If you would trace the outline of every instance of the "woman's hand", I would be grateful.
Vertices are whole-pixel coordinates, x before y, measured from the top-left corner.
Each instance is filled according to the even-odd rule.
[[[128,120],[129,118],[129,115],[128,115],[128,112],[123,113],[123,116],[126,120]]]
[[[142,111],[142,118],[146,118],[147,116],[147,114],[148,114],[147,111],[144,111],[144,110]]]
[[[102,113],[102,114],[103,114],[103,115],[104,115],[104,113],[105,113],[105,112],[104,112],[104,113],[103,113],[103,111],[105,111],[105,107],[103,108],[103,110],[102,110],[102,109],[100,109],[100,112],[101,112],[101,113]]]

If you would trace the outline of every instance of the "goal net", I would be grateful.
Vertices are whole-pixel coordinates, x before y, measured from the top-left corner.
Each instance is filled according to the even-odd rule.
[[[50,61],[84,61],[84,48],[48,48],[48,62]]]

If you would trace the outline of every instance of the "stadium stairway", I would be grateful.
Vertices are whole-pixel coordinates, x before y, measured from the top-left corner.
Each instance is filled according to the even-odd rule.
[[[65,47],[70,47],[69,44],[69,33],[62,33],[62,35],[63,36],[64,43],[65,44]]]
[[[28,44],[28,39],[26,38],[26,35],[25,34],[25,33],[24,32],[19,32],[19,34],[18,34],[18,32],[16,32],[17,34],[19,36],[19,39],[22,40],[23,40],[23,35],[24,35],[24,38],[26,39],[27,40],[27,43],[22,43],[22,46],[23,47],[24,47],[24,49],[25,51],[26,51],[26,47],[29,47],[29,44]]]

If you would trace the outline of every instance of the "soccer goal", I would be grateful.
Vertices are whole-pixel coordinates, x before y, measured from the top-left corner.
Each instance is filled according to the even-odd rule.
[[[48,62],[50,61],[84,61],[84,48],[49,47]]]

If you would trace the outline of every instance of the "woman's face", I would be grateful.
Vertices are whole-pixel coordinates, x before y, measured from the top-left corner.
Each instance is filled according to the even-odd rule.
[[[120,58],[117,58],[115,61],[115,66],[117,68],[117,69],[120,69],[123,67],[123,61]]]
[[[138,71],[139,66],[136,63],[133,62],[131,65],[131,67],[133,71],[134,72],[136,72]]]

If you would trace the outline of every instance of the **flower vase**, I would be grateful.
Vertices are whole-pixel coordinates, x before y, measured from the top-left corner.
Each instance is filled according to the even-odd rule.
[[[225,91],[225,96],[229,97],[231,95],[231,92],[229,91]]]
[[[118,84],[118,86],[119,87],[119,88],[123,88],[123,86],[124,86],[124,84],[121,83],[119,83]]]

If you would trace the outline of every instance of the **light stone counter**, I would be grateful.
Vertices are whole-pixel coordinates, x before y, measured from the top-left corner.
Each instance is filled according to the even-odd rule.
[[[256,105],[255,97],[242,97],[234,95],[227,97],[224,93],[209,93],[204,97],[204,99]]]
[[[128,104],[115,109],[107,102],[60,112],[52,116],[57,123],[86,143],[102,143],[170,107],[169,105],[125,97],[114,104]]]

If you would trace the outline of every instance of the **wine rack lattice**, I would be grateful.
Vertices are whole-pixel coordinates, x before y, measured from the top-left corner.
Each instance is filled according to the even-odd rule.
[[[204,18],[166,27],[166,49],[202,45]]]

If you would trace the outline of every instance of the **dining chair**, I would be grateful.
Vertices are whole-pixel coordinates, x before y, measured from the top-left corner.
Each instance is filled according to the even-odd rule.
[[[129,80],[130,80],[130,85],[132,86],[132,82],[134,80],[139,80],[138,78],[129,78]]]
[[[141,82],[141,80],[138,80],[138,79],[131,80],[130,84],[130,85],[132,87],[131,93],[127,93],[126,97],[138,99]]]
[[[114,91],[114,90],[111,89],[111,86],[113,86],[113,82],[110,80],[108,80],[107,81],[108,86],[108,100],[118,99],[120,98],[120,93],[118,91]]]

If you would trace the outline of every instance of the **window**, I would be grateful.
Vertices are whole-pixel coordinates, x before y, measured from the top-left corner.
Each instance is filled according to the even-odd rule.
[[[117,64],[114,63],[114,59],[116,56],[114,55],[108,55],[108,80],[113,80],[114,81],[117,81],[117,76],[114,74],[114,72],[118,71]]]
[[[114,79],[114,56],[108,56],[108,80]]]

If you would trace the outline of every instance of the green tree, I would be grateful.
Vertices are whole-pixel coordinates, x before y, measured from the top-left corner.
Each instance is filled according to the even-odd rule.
::::::::::
PROBLEM TO SOLVE
Rewrite all the lines above, changing every "even-odd rule" to "nonzero winding rule" and leaving everything else as it is.

ANSWER TO THIS TASK
If you would trace the outline of every instance of the "woman's hand", I would be grateful.
Vertices are whole-pixel coordinates, x before y, measured from the top-left corner.
Each instance is filled according to the nonzero winding rule.
[[[128,120],[129,118],[129,115],[128,115],[128,112],[123,113],[123,116],[126,120]]]
[[[142,111],[142,118],[146,118],[147,116],[147,114],[148,114],[147,111],[144,111],[144,110]]]
[[[102,113],[102,114],[103,114],[103,115],[104,115],[104,113],[105,113],[105,112],[104,112],[104,113],[103,113],[103,111],[105,111],[105,107],[103,108],[103,110],[102,110],[102,109],[100,109],[100,112],[101,112],[101,113]]]

If you would trace the outline of every instance of the "goal net", I would be grateful.
Vertices are whole-pixel coordinates, x before y, measured from the top-left corner.
Each instance is filled according to the nonzero winding rule.
[[[50,61],[84,61],[84,48],[48,48],[48,62]]]

If you would trace the outline of every instance of the "stadium stairway", I would be grateful.
Vertices are whole-pixel coordinates, x before y, measured from the top-left corner.
Each instance is filled according to the nonzero winding rule.
[[[65,47],[70,47],[69,44],[69,33],[62,33],[62,35],[63,36],[64,43],[65,44]]]
[[[28,44],[28,39],[26,38],[26,35],[25,34],[25,33],[24,32],[19,32],[19,34],[18,34],[18,32],[16,32],[17,34],[19,36],[19,39],[22,40],[23,40],[23,35],[24,35],[24,38],[26,39],[27,40],[27,43],[22,43],[22,46],[23,47],[24,47],[24,49],[25,51],[26,51],[26,47],[29,47],[29,44]]]

If you would trace the outline of every instance of the "soccer goal", I would be grateful.
Vertices are whole-pixel coordinates, x before y, measured from the top-left corner.
Each instance is filled according to the nonzero winding rule.
[[[48,62],[50,61],[84,61],[84,48],[49,47]]]

If you would trace the outline of every instance of the "woman's face", I would be grateful.
Vertices are whole-pixel coordinates, x before y, measured from the top-left corner.
Each instance is filled according to the nonzero winding rule.
[[[120,58],[117,58],[115,61],[115,66],[117,68],[117,69],[120,69],[123,67],[123,61]]]
[[[138,71],[139,66],[136,63],[133,62],[131,65],[131,67],[133,71],[134,72],[136,72]]]

If you would trace the outline of every instance of the **flower vase**, I would be grateful.
Vertices are whole-pixel coordinates, x before y, measured from the top-left corner.
Each instance is filled according to the nonzero winding rule.
[[[225,91],[225,96],[229,97],[231,95],[231,92],[229,91]]]
[[[118,84],[118,86],[119,87],[119,88],[123,88],[123,86],[124,86],[124,84],[121,83],[119,83]]]

If you would trace the outline of every instance of the **light stone counter**, I would be grateful.
Vertices are whole-pixel coordinates, x before y, measured from the top-left corner.
Each instance is filled according to the nonzero winding rule.
[[[256,105],[255,97],[242,97],[234,95],[227,97],[224,93],[209,93],[204,97],[204,99]]]
[[[128,104],[115,109],[107,102],[60,112],[52,116],[57,123],[86,143],[102,143],[170,107],[169,105],[125,97],[114,104]]]

If you would trace the outline of every instance of the **wine rack lattice**, I would be grateful.
Vertices are whole-pixel coordinates, x before y, measured from the top-left corner.
Each instance is filled according to the nonzero winding rule.
[[[204,18],[166,27],[166,49],[202,45]]]

If you would trace the outline of every instance of the **dining chair**, I would be grateful.
Vertices are whole-pixel coordinates, x before y, measured from the top-left corner.
Each instance is filled according to the nonzero winding rule.
[[[129,80],[130,80],[130,85],[132,86],[132,82],[134,80],[139,80],[138,78],[129,78]]]
[[[141,82],[141,80],[138,80],[138,79],[131,80],[130,84],[130,85],[132,87],[131,93],[127,93],[126,97],[138,99]]]
[[[114,91],[114,90],[111,89],[111,86],[113,86],[113,82],[110,80],[108,80],[107,81],[108,86],[108,100],[118,99],[120,98],[120,93],[118,91]]]

If you would trace the outline of every instance of the **window**, I would be grateful.
Vertices are whole-pixel coordinates, x before y, measured from the top-left corner.
Each instance is filled according to the nonzero winding rule.
[[[117,64],[114,63],[114,59],[116,56],[114,55],[108,55],[108,80],[113,80],[114,81],[117,81],[117,76],[114,74],[114,72],[118,71]]]
[[[114,79],[114,56],[108,56],[108,80]]]

If you would trace the outline of every instance of the green tree, I would be grateful.
Vertices are whole-pixel coordinates, x before y, measured from the top-left corner.
Each instance is filled according to the nonzero winding rule.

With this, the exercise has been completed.